▶ _What is asked_
Every line from the one that holds "Warehouse picking: mark the green leaf" through the final line should be returned exactly. Omit the pictures.

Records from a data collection

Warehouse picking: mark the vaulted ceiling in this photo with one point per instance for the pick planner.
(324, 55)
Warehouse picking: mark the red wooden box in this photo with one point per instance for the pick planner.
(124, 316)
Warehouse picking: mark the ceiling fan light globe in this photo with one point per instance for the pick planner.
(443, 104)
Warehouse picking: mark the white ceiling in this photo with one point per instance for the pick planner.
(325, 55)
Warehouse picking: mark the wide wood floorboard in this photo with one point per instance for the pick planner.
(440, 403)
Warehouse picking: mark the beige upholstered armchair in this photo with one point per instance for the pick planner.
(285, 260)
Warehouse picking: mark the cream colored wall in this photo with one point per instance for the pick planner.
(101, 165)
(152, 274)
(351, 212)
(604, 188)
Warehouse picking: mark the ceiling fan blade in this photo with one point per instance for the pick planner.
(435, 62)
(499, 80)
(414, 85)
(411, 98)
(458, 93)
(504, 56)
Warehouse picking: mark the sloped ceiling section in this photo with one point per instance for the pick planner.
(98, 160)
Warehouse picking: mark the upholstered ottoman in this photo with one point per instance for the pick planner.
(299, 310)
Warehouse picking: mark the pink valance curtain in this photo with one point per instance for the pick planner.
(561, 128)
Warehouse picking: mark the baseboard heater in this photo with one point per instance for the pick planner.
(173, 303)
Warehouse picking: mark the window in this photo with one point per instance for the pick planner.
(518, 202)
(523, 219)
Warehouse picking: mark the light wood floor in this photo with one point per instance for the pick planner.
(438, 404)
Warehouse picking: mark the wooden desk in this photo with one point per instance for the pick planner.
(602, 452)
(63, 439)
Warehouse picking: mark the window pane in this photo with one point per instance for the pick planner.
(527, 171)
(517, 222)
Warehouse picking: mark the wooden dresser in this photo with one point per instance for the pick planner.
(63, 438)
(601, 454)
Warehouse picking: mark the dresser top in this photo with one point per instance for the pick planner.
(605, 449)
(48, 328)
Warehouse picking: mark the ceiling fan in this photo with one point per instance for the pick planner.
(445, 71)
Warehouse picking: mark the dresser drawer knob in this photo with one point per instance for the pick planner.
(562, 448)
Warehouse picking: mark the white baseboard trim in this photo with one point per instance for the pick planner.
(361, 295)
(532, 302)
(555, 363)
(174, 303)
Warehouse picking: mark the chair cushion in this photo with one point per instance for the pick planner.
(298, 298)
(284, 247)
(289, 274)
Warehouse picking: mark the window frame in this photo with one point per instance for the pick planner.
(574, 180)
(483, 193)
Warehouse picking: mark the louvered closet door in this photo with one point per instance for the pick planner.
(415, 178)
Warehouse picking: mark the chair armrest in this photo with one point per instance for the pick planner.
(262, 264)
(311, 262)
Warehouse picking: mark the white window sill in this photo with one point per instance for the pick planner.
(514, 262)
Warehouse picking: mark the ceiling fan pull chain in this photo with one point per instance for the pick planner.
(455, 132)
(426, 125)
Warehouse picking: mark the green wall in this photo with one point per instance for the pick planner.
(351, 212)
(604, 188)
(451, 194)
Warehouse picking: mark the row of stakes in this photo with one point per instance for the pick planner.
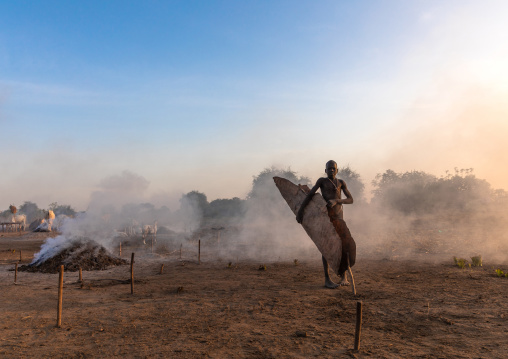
(358, 326)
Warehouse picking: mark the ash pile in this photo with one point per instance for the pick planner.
(88, 255)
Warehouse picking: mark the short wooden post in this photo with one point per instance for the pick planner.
(132, 273)
(358, 329)
(60, 294)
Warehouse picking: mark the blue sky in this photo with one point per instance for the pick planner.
(205, 94)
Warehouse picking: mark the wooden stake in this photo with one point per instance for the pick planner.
(353, 287)
(358, 329)
(132, 273)
(60, 293)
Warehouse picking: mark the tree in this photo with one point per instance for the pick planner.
(263, 185)
(32, 211)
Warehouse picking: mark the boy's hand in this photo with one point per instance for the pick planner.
(299, 217)
(333, 202)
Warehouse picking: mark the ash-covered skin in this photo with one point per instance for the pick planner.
(331, 190)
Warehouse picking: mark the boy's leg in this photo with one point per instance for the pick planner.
(348, 247)
(328, 282)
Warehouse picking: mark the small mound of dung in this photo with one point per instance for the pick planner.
(88, 256)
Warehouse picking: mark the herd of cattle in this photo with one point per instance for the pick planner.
(54, 223)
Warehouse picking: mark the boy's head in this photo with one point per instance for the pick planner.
(331, 169)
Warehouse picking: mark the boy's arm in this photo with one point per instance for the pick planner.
(349, 197)
(299, 216)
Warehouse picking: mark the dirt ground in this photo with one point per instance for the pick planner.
(212, 309)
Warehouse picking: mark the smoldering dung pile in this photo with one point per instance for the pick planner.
(88, 255)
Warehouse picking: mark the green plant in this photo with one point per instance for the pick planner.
(477, 261)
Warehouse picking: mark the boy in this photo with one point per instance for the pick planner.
(331, 189)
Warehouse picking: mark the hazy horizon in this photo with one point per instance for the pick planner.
(203, 96)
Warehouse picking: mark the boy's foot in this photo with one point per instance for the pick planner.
(330, 284)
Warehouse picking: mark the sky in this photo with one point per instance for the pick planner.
(166, 97)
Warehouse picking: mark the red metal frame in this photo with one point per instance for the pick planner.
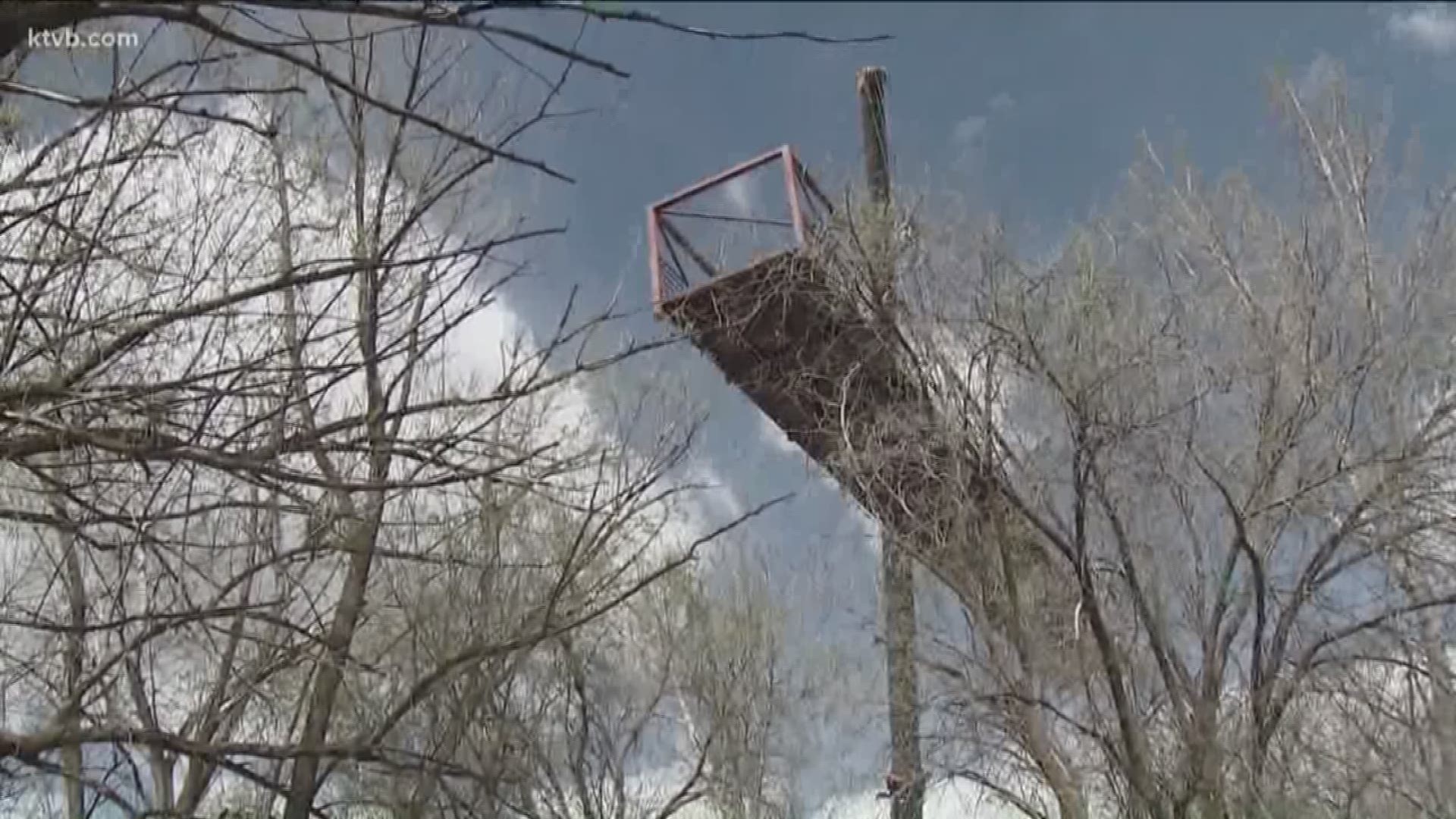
(797, 184)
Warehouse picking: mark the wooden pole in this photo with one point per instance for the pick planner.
(897, 579)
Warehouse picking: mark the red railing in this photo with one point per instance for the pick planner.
(679, 261)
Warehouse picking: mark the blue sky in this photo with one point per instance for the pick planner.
(1031, 110)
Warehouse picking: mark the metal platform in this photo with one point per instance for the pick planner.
(780, 330)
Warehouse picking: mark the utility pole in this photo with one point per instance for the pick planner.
(906, 781)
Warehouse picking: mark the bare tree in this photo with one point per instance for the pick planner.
(1188, 484)
(245, 484)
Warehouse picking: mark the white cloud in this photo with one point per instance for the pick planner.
(740, 196)
(1429, 28)
(968, 130)
(1321, 74)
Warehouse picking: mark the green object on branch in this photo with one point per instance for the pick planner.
(603, 8)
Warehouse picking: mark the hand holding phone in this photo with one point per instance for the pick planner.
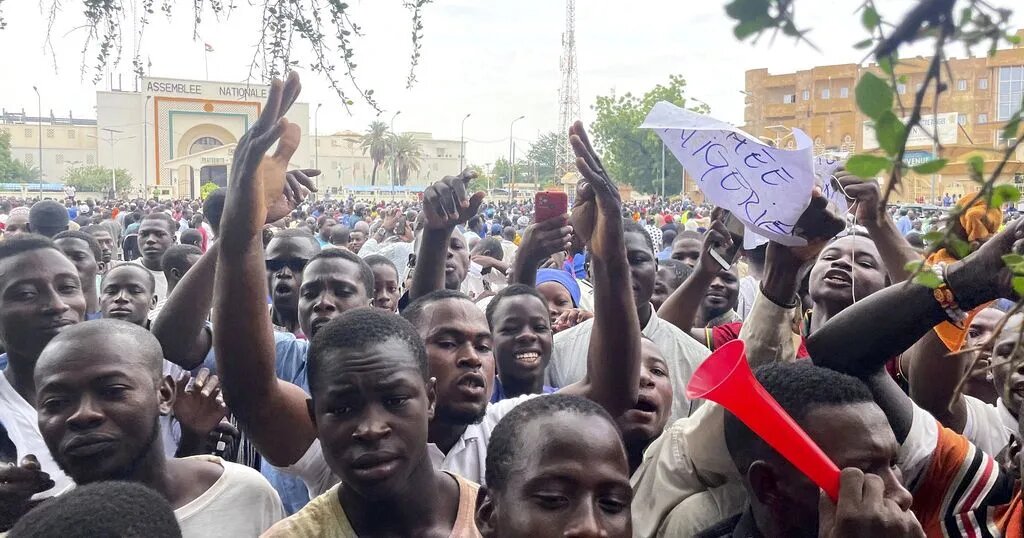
(550, 204)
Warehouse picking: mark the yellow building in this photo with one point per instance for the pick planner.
(984, 92)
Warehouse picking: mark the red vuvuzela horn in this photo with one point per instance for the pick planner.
(726, 378)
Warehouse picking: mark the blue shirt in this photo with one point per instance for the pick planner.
(499, 394)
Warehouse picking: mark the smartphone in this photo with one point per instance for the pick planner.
(725, 257)
(550, 204)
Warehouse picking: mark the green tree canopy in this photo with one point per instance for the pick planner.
(632, 155)
(95, 178)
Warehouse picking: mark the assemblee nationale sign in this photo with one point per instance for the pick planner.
(206, 89)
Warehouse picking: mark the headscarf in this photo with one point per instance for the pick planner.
(566, 280)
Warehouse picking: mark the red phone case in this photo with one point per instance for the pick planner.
(550, 204)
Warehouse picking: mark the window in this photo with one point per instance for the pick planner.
(1011, 91)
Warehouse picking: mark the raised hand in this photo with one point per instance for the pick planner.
(597, 210)
(448, 203)
(198, 405)
(863, 510)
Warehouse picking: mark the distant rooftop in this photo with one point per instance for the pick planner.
(19, 118)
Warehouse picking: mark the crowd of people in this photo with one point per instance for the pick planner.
(258, 364)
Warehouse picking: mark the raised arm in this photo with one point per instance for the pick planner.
(682, 306)
(613, 360)
(860, 339)
(893, 247)
(272, 412)
(181, 324)
(445, 205)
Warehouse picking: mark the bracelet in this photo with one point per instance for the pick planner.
(946, 298)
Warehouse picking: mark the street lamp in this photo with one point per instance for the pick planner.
(512, 156)
(39, 102)
(462, 142)
(394, 162)
(145, 146)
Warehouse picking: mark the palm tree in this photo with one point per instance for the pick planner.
(376, 140)
(406, 152)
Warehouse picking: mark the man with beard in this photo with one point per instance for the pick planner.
(40, 296)
(98, 412)
(286, 255)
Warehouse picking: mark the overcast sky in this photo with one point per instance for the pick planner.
(496, 59)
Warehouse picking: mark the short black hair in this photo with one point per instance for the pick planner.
(150, 279)
(213, 207)
(296, 233)
(357, 329)
(629, 226)
(366, 274)
(506, 440)
(799, 387)
(680, 271)
(87, 238)
(340, 234)
(48, 214)
(101, 509)
(414, 313)
(160, 215)
(491, 246)
(511, 291)
(176, 256)
(377, 259)
(190, 237)
(20, 243)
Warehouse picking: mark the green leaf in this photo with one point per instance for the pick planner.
(1005, 194)
(869, 17)
(931, 166)
(863, 44)
(928, 279)
(1018, 284)
(1013, 259)
(890, 132)
(867, 165)
(875, 97)
(960, 247)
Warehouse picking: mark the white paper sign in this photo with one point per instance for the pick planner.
(766, 188)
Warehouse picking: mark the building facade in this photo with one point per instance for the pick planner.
(985, 91)
(344, 164)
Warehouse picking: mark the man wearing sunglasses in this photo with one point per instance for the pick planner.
(286, 255)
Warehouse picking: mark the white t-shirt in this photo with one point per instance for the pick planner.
(988, 427)
(23, 427)
(467, 457)
(240, 503)
(682, 353)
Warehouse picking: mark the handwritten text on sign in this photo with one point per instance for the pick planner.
(766, 188)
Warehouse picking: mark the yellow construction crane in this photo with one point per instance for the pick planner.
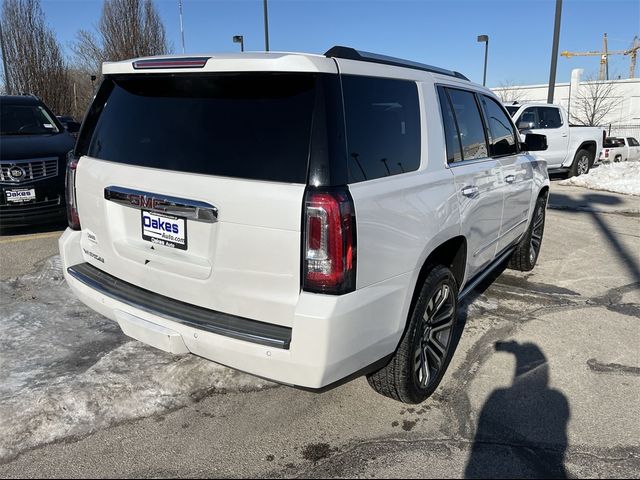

▶ _Full output_
Warehouse picking: mark the green leaf in this photo with one point per instance for the pick planner.
(1005, 194)
(869, 17)
(931, 166)
(863, 44)
(928, 279)
(1018, 284)
(1013, 259)
(890, 132)
(867, 165)
(875, 97)
(960, 247)
Warehouse picking: mark the white paper sign in this photo with one point per instance for the pick planner.
(766, 188)
Warehouse picking: mark the building facade in this photo with one point per instance for the pick planner.
(985, 91)
(344, 164)
Warehouse picking: mark the man wearing sunglasses in this photo with one point per instance for the pick planner.
(286, 255)
Warehouse picking: mark the white t-shirt in this photo with one point per instance for the pick planner.
(988, 427)
(23, 427)
(467, 457)
(240, 503)
(682, 353)
Warehouse picking: mark the handwritten text on sign in this photo with one point per instance for the pick planner.
(766, 188)
Warehouse picking: mark the yellow construction crane in this photo with one point per instance for the pick planner.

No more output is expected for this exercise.